━━━ ENTRIES SUPPLIED ━━━

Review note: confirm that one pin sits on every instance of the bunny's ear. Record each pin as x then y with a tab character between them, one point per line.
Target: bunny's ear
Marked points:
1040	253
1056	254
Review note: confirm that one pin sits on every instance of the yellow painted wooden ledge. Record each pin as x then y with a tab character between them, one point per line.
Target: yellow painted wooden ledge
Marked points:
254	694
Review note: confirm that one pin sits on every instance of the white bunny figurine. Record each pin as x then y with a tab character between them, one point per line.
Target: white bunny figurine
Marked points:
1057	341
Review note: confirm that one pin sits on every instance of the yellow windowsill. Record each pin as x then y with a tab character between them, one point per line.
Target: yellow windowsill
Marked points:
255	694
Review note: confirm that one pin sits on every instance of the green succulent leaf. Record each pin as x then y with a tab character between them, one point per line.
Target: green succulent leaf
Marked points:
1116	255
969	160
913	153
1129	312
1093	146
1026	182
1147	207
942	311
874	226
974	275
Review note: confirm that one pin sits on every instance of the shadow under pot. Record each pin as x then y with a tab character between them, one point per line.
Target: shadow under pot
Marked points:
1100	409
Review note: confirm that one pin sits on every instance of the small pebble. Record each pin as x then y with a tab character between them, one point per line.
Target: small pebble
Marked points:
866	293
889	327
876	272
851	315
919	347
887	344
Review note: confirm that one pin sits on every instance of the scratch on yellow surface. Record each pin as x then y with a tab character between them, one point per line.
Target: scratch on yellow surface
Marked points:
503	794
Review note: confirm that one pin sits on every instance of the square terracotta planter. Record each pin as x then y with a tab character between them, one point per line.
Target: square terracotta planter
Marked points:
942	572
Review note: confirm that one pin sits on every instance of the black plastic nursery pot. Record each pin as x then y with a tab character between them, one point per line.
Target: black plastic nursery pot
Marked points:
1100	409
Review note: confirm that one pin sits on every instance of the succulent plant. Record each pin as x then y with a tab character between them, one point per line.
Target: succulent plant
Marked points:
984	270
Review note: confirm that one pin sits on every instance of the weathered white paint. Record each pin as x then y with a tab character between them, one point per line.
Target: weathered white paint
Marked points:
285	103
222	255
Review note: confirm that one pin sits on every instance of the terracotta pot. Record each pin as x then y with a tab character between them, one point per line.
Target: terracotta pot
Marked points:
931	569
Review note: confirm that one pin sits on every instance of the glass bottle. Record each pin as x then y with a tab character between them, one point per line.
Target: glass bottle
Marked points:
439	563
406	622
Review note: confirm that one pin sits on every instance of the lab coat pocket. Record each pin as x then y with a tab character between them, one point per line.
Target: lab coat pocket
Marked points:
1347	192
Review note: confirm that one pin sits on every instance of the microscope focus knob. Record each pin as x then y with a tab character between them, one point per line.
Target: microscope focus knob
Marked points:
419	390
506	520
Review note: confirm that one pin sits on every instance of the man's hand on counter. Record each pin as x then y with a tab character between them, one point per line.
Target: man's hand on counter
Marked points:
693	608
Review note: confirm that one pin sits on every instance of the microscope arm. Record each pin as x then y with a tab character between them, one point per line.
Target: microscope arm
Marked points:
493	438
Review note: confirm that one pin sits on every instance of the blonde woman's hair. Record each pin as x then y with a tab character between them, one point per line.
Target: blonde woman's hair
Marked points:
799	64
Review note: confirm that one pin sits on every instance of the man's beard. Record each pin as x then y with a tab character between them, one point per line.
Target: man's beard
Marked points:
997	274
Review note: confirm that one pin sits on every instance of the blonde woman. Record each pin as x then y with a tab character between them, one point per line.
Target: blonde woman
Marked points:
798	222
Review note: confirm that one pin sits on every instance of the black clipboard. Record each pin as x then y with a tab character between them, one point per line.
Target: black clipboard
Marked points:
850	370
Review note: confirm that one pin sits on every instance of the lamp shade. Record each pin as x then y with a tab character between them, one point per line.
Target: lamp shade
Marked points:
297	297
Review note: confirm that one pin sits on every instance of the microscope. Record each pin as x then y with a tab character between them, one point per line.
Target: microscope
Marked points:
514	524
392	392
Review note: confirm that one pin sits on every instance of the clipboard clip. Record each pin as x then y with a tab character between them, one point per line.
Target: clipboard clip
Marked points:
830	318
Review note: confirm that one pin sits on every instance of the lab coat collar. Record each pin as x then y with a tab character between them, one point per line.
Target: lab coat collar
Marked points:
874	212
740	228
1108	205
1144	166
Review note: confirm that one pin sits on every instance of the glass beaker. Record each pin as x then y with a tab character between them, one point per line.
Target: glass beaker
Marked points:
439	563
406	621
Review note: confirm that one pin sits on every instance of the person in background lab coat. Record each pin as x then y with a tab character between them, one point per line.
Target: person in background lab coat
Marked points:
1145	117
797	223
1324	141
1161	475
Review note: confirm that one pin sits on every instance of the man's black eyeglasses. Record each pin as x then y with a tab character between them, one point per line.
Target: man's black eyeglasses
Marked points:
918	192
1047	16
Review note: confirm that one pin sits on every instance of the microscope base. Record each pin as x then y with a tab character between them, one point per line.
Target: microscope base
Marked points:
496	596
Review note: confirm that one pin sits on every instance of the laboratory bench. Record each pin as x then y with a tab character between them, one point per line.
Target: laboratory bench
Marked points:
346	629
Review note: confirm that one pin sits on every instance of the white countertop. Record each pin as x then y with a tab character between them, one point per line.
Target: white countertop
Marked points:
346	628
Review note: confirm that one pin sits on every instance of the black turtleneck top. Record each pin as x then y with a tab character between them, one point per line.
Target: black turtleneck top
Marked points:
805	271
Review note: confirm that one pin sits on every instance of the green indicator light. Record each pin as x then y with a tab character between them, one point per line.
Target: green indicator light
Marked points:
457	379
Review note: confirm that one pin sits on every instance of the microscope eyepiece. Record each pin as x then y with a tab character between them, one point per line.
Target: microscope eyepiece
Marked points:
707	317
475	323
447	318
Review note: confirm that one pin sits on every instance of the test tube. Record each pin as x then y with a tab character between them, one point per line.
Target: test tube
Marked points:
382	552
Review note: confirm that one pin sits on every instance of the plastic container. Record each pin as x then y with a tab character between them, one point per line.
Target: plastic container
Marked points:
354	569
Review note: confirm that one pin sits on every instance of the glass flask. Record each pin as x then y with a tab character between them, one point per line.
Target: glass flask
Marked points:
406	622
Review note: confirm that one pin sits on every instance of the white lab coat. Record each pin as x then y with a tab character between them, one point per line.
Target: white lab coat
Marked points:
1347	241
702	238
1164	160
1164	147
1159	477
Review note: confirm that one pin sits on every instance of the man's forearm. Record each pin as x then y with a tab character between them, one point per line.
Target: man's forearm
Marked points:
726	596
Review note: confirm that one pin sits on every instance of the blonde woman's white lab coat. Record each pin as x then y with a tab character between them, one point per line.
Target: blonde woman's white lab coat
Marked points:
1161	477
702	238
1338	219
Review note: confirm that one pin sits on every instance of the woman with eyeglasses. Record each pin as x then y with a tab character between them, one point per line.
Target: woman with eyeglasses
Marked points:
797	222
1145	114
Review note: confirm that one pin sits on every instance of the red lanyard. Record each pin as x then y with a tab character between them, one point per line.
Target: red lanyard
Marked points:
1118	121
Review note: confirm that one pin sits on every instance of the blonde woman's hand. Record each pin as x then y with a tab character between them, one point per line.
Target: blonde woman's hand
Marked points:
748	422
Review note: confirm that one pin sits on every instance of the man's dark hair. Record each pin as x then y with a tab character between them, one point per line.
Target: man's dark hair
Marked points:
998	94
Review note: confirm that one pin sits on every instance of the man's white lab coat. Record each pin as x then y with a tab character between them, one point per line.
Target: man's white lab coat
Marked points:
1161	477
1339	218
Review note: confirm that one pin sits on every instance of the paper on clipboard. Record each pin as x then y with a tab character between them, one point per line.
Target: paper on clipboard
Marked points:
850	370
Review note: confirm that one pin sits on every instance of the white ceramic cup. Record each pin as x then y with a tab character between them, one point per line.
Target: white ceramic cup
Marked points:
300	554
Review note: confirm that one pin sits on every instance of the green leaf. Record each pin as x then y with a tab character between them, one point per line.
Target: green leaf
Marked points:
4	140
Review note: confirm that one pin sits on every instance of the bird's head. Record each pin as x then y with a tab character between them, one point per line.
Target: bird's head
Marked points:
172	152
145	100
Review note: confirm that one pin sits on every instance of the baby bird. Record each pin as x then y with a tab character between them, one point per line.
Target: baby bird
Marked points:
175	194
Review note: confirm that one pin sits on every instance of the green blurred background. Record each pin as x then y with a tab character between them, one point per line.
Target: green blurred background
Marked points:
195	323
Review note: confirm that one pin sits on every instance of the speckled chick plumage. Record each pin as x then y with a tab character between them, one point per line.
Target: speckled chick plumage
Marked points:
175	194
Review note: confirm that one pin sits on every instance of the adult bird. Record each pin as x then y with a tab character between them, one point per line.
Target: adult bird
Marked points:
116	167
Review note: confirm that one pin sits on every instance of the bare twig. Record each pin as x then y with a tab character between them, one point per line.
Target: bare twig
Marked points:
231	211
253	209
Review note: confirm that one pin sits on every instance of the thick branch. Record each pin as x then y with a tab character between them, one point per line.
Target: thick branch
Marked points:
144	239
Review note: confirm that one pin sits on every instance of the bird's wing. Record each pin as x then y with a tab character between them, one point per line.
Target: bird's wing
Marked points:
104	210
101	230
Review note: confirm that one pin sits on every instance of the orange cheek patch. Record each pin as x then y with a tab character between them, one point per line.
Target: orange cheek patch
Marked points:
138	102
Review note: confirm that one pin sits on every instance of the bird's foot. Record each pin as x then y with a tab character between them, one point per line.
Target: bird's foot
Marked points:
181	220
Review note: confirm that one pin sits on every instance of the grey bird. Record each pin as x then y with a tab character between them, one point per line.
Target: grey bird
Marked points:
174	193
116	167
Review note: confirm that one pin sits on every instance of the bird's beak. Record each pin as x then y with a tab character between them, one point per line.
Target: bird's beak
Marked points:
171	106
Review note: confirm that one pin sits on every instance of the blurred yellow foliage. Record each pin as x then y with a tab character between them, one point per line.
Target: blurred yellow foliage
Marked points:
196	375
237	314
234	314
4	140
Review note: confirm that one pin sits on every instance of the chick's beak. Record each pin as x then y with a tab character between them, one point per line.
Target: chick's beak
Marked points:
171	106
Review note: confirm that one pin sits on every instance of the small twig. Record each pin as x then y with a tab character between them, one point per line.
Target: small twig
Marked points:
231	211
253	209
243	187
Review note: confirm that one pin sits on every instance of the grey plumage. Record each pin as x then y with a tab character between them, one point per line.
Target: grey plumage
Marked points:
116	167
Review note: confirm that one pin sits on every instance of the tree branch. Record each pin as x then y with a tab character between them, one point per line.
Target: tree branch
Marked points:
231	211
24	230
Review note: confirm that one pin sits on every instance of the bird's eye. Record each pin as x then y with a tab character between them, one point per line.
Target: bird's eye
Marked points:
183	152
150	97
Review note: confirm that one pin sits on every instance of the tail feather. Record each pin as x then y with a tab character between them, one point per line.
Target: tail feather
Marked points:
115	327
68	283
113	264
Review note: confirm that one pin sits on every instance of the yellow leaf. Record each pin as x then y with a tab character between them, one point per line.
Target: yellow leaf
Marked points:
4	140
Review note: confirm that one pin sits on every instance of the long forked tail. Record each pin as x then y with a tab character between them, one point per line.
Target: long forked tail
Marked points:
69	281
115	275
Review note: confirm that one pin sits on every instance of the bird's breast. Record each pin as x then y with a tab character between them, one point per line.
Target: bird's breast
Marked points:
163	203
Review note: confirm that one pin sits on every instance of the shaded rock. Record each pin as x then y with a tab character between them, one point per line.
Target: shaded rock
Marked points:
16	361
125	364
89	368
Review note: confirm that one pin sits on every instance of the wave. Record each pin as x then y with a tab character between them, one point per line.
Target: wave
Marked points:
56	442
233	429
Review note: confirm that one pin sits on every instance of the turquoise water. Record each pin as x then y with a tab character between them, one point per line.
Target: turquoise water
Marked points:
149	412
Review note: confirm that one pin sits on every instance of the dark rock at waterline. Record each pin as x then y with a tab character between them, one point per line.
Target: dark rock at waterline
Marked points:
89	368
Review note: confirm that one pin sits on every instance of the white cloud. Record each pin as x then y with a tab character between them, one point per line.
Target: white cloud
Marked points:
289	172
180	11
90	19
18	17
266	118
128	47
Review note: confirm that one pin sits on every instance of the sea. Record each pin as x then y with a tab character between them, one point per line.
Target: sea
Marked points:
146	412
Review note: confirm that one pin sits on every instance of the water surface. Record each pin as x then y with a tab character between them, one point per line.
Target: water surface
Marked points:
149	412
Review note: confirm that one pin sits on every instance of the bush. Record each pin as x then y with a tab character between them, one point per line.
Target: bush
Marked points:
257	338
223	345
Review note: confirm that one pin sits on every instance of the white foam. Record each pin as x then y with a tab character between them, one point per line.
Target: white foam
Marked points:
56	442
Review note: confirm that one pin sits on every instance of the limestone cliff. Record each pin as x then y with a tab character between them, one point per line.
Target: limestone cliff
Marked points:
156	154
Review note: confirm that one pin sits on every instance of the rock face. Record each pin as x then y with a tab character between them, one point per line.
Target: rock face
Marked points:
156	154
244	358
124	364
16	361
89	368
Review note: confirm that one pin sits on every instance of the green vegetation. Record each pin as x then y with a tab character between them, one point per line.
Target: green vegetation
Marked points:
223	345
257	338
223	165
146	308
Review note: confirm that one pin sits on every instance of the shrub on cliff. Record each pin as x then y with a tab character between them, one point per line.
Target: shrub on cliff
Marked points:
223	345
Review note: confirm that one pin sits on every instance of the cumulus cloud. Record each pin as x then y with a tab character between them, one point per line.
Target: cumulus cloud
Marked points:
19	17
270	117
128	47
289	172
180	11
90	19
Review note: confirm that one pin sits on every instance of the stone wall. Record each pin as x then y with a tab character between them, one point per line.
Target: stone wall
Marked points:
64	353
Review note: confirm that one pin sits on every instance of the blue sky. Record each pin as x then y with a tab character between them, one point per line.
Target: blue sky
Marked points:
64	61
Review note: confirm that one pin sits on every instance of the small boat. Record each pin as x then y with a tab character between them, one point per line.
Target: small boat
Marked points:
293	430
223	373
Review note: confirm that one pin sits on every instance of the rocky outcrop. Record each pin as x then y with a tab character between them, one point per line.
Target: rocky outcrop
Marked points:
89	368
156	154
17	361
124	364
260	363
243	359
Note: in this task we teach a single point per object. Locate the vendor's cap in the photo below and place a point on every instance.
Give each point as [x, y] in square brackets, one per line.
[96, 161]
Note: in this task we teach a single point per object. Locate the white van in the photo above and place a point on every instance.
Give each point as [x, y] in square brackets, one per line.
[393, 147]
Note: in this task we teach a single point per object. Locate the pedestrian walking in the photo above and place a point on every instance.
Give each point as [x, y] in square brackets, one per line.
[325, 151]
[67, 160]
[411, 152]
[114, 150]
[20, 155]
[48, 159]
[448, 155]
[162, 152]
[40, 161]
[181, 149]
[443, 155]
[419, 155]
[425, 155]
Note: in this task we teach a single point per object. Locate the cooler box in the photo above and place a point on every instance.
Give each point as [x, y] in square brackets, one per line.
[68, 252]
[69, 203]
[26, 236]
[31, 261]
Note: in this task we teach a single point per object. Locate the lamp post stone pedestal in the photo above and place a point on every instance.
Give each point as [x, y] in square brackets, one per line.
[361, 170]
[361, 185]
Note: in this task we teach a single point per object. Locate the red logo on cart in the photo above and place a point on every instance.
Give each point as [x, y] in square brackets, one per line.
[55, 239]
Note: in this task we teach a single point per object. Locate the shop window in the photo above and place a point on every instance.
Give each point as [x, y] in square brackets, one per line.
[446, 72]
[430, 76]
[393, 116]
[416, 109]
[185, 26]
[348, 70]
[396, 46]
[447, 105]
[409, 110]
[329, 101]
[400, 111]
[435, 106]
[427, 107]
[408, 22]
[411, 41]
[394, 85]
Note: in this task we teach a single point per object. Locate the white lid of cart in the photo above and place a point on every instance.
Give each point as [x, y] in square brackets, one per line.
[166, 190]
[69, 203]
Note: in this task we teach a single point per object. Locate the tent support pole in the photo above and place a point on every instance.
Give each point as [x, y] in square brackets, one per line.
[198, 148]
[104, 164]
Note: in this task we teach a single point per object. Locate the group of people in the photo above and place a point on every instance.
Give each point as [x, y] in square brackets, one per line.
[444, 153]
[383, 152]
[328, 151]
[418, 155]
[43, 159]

━━━

WHAT YOU NEED TO DO
With the line holding "the small pebble." as the first and the line holding "Target: weathered white paint" as the last, set down that range of the entries above exactly, and nothing else.

TASK RESPONSE
Review note: confirm that one pin sits on every instance of the small pebble. Record each pin as x then y with a tab character between them, one point per line.
Target: small pebble
Marked points:
866	293
889	327
876	272
851	315
919	347
887	344
Review note: confirm that one pin sits on every instance of the scratch on yellow surface. Record each pin as x then y with a tab character between them, one point per line.
Target: scratch on yellow surface
Marked points:
503	794
Review note: confirm that one pin sits on every instance of the square terracotta planter. Record each pin as x then y with a tab character between them, one point per line.
Target: square terracotta planter
Marked points:
942	572
Review note: confirm that one pin sits on every instance of the black plastic nursery pot. Record each pin as x then y with a tab character between them, one point per line.
Target: black plastic nursery pot
Marked points:
1100	409
Review note: confirm that one pin sits on every instance of the succulent plant. Record each pin as x then y with a tab character between them, one point per line.
Target: succulent plant
Marked points:
984	270
Review note: confirm that one pin sits on every instance of the weathered white paint. Record each pin as x then y with a tab character between them, one point per line.
Target: weathered white paint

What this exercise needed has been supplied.